FRAGMENTO:
+++++
Aquella noche, como lo hacíamos siempre, hablamos: nos preguntamos por el resto de la familia, intercambiamos ideas y deseos, y, como suele ocurrir con los diálogos telefónicos internacionales, nos despedimos rápidamente quedando para hablar en los próximos días. Pero no hubo próximo día: un pequeño coágulo en una arteria cerebral nos lo impidió para siempre. A partir de entonces, cuando yo llamaba a Argentina, le acercaban el teléfono al oído de mi madre; yo hablaba, la saludaba, a veces no sabía qué decirle, cómo animarla, qué contarle dado que no había respuesta alguna. Ella no hablaba, no contestaba y no podía saber si me entendía, aunque por monosílabos que en ocasiones expresaba deseaba creer que sí. En realidad, se había interrumpido el diálogo y la comunicación para siempre.

La volví a ver dos años después. La encontré muy envejecida: estaba en una cama de la que no podía salir y que ya nunca más abandonó. Sus hermosos ojos habían perdido parte de su expresividad, su piel estaba ajada y seca, y las manchas de la vejez le salpicaban su cuerpo. Le hablaba y parecía, o yo quería que así fuese, que me comprendía; nunca más escuché su voz. Estaba ahora otra vez, postrada por unos coágulos en las arterias de sus piernas y por su diabetes, a las puertas de la muerte.
+++++
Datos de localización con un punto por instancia
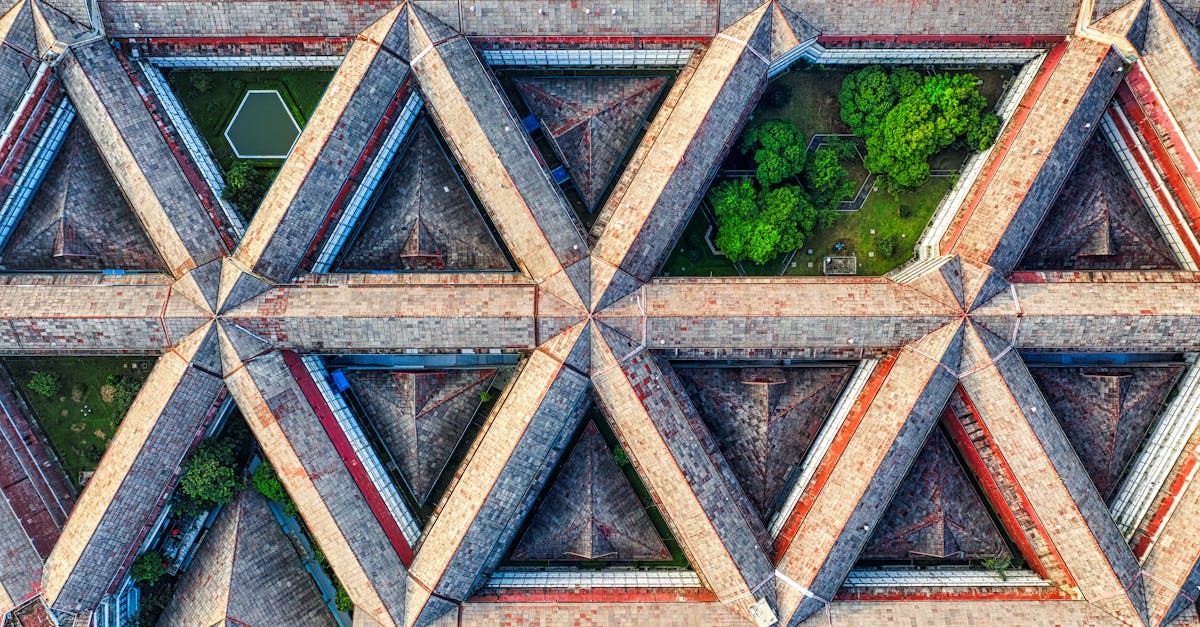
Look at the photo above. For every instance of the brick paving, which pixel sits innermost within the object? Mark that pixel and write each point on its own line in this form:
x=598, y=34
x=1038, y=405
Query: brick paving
x=424, y=220
x=495, y=487
x=138, y=155
x=936, y=514
x=591, y=513
x=497, y=156
x=1098, y=222
x=763, y=419
x=420, y=416
x=1035, y=155
x=876, y=445
x=1107, y=412
x=694, y=130
x=593, y=121
x=246, y=572
x=78, y=220
x=340, y=136
x=592, y=317
x=1043, y=461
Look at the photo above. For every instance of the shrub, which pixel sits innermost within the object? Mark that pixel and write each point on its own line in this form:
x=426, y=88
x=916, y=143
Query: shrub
x=778, y=95
x=760, y=226
x=202, y=83
x=779, y=148
x=125, y=390
x=209, y=475
x=827, y=180
x=245, y=187
x=905, y=119
x=45, y=383
x=341, y=598
x=268, y=484
x=886, y=245
x=149, y=567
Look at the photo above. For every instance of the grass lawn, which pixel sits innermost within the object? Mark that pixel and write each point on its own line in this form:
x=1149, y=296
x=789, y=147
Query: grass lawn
x=879, y=213
x=691, y=244
x=81, y=419
x=213, y=97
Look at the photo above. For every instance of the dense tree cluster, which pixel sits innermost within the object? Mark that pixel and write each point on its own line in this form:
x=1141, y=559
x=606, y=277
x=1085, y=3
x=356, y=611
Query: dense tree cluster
x=906, y=118
x=789, y=197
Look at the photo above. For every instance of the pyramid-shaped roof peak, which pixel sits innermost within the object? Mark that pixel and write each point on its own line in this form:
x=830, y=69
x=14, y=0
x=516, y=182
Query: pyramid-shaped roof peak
x=247, y=572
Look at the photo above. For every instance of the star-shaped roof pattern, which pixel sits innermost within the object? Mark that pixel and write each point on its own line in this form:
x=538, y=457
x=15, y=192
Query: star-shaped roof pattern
x=940, y=342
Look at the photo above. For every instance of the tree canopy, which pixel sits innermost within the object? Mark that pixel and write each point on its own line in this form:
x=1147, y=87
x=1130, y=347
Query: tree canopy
x=779, y=148
x=759, y=225
x=208, y=476
x=906, y=120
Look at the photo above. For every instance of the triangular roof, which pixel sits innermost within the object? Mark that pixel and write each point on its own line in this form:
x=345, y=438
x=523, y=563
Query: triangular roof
x=246, y=572
x=1107, y=412
x=765, y=419
x=421, y=416
x=592, y=120
x=78, y=220
x=591, y=512
x=1098, y=222
x=424, y=219
x=936, y=514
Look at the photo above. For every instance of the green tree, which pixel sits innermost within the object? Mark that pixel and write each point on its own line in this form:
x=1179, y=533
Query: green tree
x=780, y=150
x=45, y=383
x=826, y=178
x=906, y=121
x=757, y=226
x=245, y=187
x=869, y=94
x=208, y=475
x=149, y=567
x=268, y=484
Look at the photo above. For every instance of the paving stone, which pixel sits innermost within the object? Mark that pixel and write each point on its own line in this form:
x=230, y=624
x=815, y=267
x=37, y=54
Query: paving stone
x=591, y=513
x=424, y=219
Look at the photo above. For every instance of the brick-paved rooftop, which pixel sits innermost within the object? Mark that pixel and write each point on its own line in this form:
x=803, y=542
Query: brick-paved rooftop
x=1098, y=222
x=1107, y=412
x=424, y=220
x=763, y=419
x=1035, y=154
x=591, y=512
x=246, y=572
x=420, y=416
x=135, y=476
x=138, y=155
x=78, y=219
x=936, y=514
x=598, y=318
x=141, y=18
x=592, y=121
+++++
PROBLEMAS Y TAREAS:
#1 Repite el fragmento tal cual, empezando en "Aquella noche, como" y terminando en "comunicación para siempre.".
#2 Según el fragmento, ¿al cabo de cuánto tiempo tuvo lugar el siguiente encuentro en persona con la madre?
#3 Di si cada afirmación concuerda con el fragmento y justifica cada respuesta con las palabras exactas del texto: (a) Tras el coágulo, la madre respondía por teléfono con frases completas. (b) La madre estaba en una cama de la que no podía salir. (c) Los ojos de la madre conservaban toda su expresividad.

RESPUESTAS EN ORDEN:
#1
Aquella noche, como lo hacíamos siempre, hablamos: nos preguntamos por el resto de la familia, intercambiamos ideas y deseos, y, como suele ocurrir con los diálogos telefónicos internacionales, nos despedimos rápidamente quedando para hablar en los próximos días. Pero no hubo próximo día: un pequeño coágulo en una arteria cerebral nos lo impidió para siempre. A partir de entonces, cuando yo llamaba a Argentina, le acercaban el teléfono al oído de mi madre; yo hablaba, la saludaba, a veces no sabía qué decirle, cómo animarla, qué contarle dado que no había respuesta alguna. Ella no hablaba, no contestaba y no podía saber si me entendía, aunque por monosílabos que en ocasiones expresaba deseaba creer que sí. En realidad, se había interrumpido el diálogo y la comunicación para siempre.

#2 Dos años después.

#3
(a) No: "Ella no hablaba, no contestaba".
(b) Sí: "estaba en una cama de la que no podía salir".
(c) No: "Sus hermosos ojos habían perdido parte de su expresividad".